PARTS OF THE EXERCISE:
• A. In the sidebar about anti-fraud liability under securities laws, when will the Supreme Court hear oral arguments in Lorenzo v. Securities and Exchange Commission?
• B. Continue the sidebar about anti-fraud liability under securities laws from where it stops.
------ DOCUMENT SEGMENT ------
Schemes and False Statements: Supreme Court to Consider Scope of Anti-Fraud Liability Under Securities Laws




Legal Sidebari

Schemes and False Statements: Supreme
Court to Consider Scope of Anti-Fraud
Liability Under Securities Laws

November 30, 2018
On December 3, 2018, the Supreme Court will hear oral arguments in Lorenzo v. Securities and Exchange
Commission
,
a case involving the scope of anti-fraud liability under federal securities law that may have
significant implications for private securities litigation and Securities and Exchange Commission (SEC)
enforcement actions. In Lorenzo, the Court is considering whether individuals who knowingly or
recklessly send false statements to prospective investors in connection with a securities transaction can be
held liable for participating in a fraudulent “scheme” even if they do not possess ultimate authority over
the content of the statements. The Court’s resolution of this question may affect the range of defendants
that private plaintiffs and the SEC can sue for securities fraud.
------ DATASET ROWS ------
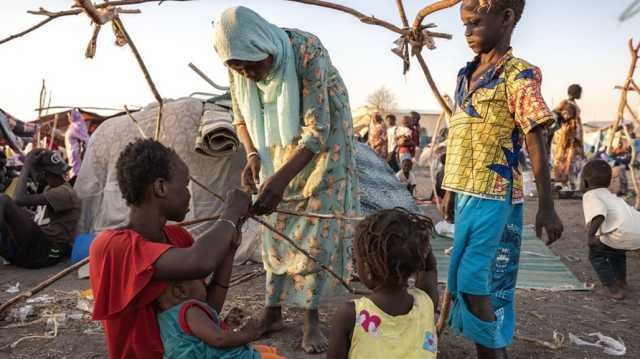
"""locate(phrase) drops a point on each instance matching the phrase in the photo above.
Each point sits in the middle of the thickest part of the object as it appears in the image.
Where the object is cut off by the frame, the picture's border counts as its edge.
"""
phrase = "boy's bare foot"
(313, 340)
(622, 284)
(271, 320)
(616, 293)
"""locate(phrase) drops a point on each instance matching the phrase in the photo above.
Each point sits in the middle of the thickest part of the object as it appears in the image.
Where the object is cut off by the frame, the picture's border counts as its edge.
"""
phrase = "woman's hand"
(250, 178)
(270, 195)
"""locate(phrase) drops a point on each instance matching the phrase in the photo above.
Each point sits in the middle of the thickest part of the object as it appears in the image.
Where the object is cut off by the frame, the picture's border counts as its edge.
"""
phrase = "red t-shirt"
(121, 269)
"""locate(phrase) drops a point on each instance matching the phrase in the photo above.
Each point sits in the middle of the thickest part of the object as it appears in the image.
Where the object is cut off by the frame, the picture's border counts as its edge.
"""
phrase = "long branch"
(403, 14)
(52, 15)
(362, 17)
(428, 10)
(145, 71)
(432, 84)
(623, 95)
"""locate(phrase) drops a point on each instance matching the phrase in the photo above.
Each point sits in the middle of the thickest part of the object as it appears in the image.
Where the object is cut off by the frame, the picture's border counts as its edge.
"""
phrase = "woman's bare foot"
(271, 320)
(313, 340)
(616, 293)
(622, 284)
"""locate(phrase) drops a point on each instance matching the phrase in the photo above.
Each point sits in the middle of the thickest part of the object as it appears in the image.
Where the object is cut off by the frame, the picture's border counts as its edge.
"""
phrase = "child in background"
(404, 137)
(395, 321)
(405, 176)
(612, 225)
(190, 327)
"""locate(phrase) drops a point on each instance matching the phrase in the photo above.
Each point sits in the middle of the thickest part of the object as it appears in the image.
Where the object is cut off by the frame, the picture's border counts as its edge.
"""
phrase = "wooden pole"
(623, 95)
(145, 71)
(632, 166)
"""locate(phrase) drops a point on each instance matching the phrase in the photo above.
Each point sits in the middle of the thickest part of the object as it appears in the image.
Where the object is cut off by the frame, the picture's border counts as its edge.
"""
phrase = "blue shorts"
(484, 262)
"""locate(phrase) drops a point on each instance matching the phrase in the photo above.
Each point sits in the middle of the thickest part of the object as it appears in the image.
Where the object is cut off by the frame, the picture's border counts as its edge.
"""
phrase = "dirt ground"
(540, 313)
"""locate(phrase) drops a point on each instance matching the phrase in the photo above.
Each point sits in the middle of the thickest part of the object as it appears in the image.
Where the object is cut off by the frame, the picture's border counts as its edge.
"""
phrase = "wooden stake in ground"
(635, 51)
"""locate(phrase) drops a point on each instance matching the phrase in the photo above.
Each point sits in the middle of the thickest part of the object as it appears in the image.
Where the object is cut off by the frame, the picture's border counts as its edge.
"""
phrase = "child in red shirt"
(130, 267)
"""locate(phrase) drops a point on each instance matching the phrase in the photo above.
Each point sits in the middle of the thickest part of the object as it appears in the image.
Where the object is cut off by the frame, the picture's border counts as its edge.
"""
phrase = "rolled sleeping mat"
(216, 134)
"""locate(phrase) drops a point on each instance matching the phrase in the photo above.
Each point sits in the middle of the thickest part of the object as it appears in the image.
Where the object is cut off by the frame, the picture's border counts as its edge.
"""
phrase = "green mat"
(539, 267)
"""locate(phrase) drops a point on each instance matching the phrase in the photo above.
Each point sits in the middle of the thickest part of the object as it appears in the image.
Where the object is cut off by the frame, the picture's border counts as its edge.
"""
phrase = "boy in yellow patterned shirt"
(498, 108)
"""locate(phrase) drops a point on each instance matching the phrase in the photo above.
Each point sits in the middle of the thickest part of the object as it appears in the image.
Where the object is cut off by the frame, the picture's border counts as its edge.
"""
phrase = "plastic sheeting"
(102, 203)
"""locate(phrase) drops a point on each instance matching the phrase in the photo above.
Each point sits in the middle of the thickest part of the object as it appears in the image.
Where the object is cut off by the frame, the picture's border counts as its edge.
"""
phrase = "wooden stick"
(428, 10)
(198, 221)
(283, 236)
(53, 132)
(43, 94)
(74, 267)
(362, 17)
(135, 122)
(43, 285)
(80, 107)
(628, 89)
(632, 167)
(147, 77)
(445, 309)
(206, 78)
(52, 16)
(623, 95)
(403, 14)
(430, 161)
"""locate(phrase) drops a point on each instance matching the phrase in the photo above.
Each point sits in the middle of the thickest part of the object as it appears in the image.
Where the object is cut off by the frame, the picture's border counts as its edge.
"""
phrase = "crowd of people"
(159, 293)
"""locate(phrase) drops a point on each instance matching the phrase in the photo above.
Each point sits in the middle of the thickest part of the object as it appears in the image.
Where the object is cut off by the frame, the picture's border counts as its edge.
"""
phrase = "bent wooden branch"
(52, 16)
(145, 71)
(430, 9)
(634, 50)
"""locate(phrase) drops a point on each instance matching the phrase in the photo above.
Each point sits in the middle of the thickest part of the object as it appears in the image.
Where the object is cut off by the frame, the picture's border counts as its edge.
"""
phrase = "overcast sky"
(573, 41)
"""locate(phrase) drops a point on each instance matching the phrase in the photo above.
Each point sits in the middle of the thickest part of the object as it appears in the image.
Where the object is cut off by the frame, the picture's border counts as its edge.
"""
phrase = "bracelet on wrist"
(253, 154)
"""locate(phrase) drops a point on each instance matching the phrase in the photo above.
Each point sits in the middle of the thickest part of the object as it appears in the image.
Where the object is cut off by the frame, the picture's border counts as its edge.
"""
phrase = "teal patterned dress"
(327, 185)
------
RESPONSES BY TASK:
• A. December 3, 2018.

• B.
This Sidebar discusses the Lorenzo case and its broader implications by first providing an overview of the
principal anti-fraud provisions of federal securities law and the distinction between primary and
secondary anti-fraud liability. The Sidebar then reviews the history of the Lorenzo litigation and the main
arguments that the Supreme Court will consider in the case. Finally, the Sidebar discusses the
implications of the Court’s decision for private securities litigation, SEC enforcement actions, and
Congress.
Primary and Secondary Anti-Fraud Liability
After the 1929 stock market crash and ensuing economic depression, Congress enacted the Securities Act
of 1933
(the Securities Act) to ensure “full and fair disclosure of the character of securities sold in
interstate and foreign commerce and through the mails, and to prevent frauds in the sale thereof.” One
year later, Congress passed the Securities Exchange Act of 1934 (the Exchange Act) to “provide for the
regulation of securities exchanges and of over-the-counter markets operating in interstate and foreign
commerce and through the mails,” and to “prevent inequitable and unfair practices on such exchanges and
markets.”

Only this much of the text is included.